* Stated task *
Write out the lines of the records exactly, beginning at the line that contains "locating the crumpled" and stopping after the line that contains "left=0, top=67, right=592, bottom=456".
** start of Supplied information **
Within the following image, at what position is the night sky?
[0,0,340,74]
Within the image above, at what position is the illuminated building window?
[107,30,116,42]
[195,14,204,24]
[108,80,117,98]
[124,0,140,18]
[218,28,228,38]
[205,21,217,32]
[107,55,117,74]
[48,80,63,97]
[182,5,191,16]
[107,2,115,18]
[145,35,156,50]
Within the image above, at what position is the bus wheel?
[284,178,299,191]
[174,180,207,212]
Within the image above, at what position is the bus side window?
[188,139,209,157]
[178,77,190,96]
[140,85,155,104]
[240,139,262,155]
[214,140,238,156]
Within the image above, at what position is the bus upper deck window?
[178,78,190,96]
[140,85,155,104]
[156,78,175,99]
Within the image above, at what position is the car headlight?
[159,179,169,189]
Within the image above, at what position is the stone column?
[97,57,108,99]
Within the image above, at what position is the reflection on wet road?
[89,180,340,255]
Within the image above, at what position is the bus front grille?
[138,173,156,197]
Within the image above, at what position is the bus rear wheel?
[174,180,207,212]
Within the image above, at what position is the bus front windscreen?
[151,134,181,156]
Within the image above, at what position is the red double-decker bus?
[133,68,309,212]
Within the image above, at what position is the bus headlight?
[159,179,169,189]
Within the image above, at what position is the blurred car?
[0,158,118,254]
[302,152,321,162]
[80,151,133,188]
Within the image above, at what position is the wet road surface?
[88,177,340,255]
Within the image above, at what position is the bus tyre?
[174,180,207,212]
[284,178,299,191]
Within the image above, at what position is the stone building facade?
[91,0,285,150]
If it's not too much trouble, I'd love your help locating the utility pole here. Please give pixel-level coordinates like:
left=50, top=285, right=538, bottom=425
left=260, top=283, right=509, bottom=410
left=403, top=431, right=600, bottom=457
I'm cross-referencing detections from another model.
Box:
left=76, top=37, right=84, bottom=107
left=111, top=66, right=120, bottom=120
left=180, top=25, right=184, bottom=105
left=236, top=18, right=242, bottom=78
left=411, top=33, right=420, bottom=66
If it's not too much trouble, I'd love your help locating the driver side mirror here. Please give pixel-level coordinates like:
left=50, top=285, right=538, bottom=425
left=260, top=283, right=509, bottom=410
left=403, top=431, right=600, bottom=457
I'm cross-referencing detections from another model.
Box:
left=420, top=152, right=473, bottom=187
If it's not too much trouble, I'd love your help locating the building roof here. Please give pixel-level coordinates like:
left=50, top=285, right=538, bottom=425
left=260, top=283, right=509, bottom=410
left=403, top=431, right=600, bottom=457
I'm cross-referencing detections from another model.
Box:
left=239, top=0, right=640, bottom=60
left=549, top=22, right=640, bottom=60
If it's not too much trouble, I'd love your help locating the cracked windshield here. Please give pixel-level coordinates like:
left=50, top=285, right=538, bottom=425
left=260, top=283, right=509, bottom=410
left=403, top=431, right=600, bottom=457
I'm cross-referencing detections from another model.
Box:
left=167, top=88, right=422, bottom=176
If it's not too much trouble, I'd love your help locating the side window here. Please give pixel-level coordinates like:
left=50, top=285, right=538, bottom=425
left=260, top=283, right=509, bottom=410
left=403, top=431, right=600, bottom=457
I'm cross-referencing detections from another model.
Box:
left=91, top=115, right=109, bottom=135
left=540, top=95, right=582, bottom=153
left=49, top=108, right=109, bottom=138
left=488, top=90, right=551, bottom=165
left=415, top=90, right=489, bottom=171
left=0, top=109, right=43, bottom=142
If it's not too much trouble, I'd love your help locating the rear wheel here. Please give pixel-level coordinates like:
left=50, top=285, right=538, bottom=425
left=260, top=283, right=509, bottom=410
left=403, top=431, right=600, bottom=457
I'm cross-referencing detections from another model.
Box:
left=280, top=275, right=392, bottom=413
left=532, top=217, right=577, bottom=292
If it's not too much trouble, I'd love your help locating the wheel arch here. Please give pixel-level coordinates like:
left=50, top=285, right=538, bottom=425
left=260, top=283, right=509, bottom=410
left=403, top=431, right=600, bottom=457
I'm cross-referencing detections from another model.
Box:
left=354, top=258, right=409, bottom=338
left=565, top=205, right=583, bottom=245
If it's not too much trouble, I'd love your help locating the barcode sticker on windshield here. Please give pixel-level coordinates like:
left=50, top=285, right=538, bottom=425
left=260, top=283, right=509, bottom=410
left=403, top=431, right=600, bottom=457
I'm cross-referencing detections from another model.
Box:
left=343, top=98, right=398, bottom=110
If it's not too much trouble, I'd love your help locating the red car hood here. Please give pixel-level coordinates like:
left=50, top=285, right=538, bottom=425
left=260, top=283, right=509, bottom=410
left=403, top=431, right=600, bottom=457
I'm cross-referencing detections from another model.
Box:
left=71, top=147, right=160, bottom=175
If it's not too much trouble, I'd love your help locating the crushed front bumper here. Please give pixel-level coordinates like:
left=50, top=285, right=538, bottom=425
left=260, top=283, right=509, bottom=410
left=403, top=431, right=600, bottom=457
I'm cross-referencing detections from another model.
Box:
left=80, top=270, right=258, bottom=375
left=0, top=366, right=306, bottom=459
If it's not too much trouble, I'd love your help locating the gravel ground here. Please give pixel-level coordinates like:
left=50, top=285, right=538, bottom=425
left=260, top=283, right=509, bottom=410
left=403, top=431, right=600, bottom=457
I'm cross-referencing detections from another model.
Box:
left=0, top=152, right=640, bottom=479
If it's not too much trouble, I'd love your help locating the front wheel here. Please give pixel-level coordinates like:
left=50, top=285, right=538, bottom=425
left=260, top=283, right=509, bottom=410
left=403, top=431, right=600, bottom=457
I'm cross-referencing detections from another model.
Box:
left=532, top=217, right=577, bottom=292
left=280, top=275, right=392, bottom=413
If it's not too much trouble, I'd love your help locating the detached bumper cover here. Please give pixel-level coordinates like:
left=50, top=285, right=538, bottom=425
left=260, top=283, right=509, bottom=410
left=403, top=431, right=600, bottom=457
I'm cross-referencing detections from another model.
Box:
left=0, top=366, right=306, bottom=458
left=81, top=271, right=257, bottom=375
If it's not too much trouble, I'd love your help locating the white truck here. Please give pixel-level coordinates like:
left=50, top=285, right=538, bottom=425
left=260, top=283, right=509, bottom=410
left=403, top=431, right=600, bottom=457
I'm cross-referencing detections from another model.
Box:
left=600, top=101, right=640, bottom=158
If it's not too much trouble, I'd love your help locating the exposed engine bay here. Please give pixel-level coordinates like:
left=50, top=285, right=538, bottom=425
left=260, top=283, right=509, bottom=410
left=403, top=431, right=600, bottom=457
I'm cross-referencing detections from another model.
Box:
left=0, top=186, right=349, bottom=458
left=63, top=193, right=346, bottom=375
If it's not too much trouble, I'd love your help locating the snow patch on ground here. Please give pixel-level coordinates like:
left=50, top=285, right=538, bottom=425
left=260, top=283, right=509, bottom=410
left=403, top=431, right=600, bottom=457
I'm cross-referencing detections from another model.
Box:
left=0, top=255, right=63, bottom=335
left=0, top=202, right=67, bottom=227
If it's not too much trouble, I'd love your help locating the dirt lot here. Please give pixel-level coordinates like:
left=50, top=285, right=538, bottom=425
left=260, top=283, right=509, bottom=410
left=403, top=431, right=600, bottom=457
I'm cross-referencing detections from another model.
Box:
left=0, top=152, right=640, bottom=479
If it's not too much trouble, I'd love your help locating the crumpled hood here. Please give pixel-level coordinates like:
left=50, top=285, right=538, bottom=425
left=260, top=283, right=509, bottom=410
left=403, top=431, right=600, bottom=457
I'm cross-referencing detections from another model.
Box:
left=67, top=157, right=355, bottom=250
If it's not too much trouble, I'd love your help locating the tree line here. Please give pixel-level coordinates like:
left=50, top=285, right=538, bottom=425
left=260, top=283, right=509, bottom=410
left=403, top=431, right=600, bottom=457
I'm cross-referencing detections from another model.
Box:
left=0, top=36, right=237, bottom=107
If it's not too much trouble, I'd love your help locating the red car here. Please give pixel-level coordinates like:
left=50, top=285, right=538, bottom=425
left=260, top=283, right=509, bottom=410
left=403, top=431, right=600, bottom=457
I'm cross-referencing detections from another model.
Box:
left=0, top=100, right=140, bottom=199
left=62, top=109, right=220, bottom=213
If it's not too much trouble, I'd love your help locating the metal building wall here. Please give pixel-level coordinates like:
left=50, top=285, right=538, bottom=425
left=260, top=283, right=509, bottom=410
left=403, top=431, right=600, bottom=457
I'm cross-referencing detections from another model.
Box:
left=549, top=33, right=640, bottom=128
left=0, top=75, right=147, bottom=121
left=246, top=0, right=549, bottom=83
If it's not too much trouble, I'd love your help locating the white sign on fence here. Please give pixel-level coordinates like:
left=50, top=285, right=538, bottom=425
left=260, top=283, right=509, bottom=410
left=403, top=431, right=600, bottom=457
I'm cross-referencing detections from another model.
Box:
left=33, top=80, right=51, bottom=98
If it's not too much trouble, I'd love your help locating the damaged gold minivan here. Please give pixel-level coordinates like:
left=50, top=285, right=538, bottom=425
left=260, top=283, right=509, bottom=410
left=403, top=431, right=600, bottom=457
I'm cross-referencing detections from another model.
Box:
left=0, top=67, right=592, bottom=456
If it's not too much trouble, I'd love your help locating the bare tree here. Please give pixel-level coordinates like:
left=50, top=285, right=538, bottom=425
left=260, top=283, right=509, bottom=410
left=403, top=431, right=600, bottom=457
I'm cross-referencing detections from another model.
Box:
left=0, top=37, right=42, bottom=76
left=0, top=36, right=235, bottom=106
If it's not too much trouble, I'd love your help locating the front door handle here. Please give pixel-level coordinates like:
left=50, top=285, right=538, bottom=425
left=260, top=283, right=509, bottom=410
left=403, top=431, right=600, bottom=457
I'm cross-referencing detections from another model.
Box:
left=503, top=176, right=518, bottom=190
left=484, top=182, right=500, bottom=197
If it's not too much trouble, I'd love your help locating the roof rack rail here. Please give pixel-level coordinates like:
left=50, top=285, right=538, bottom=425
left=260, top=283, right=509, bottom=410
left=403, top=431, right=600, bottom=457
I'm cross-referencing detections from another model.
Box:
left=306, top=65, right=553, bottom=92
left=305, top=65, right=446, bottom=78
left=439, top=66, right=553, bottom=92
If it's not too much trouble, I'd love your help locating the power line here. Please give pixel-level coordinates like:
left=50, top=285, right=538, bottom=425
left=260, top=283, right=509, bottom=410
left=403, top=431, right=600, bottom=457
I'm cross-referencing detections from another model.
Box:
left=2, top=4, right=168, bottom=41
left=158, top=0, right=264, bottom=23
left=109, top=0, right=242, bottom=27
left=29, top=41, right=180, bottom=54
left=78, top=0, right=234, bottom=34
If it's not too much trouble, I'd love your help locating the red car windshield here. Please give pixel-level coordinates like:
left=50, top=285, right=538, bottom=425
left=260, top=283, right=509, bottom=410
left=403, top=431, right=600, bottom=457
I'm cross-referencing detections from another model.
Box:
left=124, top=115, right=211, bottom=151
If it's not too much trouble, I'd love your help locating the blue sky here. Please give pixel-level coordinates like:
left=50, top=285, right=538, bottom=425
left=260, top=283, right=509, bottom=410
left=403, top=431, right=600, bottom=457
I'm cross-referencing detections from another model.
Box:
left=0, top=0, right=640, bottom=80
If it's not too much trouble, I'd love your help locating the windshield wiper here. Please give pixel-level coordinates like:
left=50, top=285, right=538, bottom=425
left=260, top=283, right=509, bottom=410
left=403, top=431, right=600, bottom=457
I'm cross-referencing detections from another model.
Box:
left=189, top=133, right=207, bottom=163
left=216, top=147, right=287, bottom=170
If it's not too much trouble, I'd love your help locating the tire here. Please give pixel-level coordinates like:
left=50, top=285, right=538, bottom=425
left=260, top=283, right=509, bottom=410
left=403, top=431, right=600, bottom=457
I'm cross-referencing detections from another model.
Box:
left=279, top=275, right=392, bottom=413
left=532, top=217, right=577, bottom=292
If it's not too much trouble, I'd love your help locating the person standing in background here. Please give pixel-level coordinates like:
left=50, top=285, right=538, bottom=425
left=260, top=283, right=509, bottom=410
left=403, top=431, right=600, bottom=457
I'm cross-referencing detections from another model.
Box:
** end of Supplied information **
* Response to this exercise *
If it's not too much trouble, I'd love your help locating the crumpled hood here. Please give pixel-level coordinates like:
left=50, top=285, right=538, bottom=425
left=260, top=283, right=509, bottom=410
left=403, top=431, right=600, bottom=457
I'm cross-referencing detections from another model.
Box:
left=67, top=157, right=355, bottom=250
If it's not too much trouble, I'd love your help locating the tree line here. Please give pixel-level coordinates like:
left=50, top=285, right=538, bottom=425
left=260, top=283, right=509, bottom=410
left=403, top=431, right=600, bottom=457
I'm cross-referencing detections from another model.
Box:
left=0, top=36, right=237, bottom=107
If it's not too much trouble, I'd love your help locating the red car here. Please give pixel-level coordinates like:
left=50, top=285, right=538, bottom=425
left=260, top=283, right=509, bottom=410
left=403, top=431, right=600, bottom=457
I'm cross-referencing detections from another model.
Box:
left=0, top=100, right=140, bottom=199
left=62, top=109, right=220, bottom=213
If it's not too much trouble, I'd love your help locating the metal building wall here. Please give pixel-level coordinates like:
left=50, top=285, right=538, bottom=425
left=260, top=283, right=509, bottom=410
left=403, top=431, right=600, bottom=457
I'm cross-referencing detections from another model.
Box:
left=549, top=33, right=640, bottom=128
left=0, top=75, right=147, bottom=121
left=246, top=0, right=549, bottom=83
If it's not too much trouble, I'd love your help locating the white sign on fence here. Please give pixel-level coordinates like:
left=50, top=285, right=538, bottom=425
left=260, top=283, right=509, bottom=410
left=403, top=431, right=600, bottom=457
I'm cross-referencing detections from another model.
Box:
left=33, top=80, right=51, bottom=98
If it's not too much trouble, I'd love your help locating the damaged gold minivan here. Please give pixel-level coordinates like:
left=50, top=285, right=538, bottom=425
left=260, top=283, right=509, bottom=410
left=403, top=431, right=600, bottom=457
I'm cross-referencing detections from another model.
Box:
left=0, top=67, right=592, bottom=456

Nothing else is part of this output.